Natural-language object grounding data
╭──

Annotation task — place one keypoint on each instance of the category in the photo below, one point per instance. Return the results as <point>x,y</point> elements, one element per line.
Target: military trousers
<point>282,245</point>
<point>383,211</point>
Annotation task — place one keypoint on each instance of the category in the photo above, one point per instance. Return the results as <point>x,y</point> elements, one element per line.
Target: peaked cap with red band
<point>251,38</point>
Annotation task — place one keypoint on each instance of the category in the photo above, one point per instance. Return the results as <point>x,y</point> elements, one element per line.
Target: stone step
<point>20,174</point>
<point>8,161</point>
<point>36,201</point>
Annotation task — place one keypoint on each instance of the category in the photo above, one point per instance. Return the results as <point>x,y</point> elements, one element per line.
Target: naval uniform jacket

╰──

▸ **BRIEF**
For this exercise, copy the lines from the one that contains "Target: peaked cap with red band" through the last line of the records, exactly and only those.

▸ **OUTPUT**
Target: peaked cap with red band
<point>251,38</point>
Annotation task — place one keypoint on each instance of the category in the photo above, one point per instance. Return the results as <point>x,y</point> elements, one element per line.
Target: stone step
<point>20,174</point>
<point>8,161</point>
<point>36,201</point>
Annotation task — place one keypoint on each instance of the category in the photo above, one point per instance. Return the results as <point>x,y</point> elements, one element per line.
Target: naval uniform jacket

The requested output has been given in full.